(EXERCISE DETAILS): Wherever the string "positive" occurs in a line of these records, report that line.

= Beginning of Section =

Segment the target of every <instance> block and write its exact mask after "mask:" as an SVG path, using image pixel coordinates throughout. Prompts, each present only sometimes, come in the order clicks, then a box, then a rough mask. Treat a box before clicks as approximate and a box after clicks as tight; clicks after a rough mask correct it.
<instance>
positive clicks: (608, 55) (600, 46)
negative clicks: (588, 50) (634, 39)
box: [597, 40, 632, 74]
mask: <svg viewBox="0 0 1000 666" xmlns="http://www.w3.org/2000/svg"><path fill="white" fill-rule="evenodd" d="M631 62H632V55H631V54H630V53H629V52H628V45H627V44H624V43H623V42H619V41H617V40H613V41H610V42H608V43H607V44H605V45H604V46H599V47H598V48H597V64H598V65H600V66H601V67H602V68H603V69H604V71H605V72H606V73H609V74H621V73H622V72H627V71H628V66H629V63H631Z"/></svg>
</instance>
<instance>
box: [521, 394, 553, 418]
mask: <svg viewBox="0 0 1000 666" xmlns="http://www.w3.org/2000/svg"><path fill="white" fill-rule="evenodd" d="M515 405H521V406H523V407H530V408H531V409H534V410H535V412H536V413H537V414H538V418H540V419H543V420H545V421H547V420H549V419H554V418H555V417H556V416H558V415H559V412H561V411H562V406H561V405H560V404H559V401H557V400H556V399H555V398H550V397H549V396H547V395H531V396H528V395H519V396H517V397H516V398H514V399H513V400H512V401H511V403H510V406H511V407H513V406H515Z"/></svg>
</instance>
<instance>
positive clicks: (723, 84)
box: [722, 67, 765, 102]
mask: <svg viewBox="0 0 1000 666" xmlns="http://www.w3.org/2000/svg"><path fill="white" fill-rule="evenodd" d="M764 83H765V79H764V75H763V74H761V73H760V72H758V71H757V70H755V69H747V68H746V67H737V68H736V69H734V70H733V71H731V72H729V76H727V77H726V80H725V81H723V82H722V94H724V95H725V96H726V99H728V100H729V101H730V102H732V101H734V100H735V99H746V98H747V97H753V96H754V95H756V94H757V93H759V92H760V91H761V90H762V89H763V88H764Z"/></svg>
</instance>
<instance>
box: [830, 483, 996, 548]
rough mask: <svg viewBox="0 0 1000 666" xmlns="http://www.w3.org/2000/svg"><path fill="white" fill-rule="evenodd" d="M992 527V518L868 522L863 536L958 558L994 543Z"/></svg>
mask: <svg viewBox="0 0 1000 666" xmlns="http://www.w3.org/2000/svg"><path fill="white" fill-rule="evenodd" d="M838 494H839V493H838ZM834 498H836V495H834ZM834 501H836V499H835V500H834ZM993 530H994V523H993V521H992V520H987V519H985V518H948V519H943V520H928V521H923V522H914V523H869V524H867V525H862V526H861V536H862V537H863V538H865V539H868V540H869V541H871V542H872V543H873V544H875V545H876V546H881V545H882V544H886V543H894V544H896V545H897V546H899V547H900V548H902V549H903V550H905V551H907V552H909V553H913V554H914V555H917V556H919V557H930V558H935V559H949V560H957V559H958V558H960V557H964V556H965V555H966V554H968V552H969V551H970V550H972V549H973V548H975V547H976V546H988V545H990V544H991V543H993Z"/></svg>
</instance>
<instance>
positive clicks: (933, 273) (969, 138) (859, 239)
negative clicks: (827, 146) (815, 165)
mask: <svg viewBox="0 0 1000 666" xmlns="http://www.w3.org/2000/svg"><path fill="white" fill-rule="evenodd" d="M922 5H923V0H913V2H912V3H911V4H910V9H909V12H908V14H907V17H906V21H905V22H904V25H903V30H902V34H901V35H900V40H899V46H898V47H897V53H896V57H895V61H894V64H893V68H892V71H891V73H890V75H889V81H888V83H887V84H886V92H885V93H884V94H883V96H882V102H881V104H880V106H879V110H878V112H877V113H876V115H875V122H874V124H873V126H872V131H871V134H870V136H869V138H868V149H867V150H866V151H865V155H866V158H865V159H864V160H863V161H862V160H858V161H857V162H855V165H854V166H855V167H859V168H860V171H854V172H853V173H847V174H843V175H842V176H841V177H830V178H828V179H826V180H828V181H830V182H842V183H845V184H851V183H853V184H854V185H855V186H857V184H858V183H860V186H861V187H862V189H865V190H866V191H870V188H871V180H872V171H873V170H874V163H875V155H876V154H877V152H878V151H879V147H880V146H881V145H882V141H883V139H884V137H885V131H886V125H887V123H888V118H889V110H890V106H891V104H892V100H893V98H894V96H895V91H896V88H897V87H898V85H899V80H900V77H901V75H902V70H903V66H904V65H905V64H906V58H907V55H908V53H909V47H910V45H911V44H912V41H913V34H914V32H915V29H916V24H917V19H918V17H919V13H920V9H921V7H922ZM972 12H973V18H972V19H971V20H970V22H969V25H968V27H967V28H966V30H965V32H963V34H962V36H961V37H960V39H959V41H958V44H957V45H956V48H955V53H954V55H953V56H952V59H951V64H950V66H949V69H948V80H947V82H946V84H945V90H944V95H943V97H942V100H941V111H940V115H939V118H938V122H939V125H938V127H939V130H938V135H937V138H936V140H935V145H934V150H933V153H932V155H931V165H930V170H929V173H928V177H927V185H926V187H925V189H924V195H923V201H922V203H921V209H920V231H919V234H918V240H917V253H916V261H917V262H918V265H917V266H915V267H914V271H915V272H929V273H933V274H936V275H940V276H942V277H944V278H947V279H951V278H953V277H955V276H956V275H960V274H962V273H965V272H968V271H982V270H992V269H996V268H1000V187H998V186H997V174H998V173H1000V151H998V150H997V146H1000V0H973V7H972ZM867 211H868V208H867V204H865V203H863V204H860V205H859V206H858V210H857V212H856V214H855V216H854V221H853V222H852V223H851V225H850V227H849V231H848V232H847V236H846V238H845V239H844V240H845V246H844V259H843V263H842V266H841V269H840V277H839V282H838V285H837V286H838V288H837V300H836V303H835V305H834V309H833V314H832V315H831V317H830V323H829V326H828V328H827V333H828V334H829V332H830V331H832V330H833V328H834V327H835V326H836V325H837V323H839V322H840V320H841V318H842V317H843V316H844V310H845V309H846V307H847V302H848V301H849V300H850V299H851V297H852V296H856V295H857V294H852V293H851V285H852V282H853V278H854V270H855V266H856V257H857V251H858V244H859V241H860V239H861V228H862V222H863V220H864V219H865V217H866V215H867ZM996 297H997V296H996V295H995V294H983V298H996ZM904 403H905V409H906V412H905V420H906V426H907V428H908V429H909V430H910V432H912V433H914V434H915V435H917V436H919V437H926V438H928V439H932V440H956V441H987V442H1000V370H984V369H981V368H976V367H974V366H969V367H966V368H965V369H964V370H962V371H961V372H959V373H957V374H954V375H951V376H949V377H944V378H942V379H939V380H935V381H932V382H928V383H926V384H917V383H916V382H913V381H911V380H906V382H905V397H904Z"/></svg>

= End of Section =

(EXERCISE RESPONSE):
positive clicks: (608, 55) (600, 46)
positive clicks: (723, 84)
positive clicks: (933, 273) (969, 138) (859, 239)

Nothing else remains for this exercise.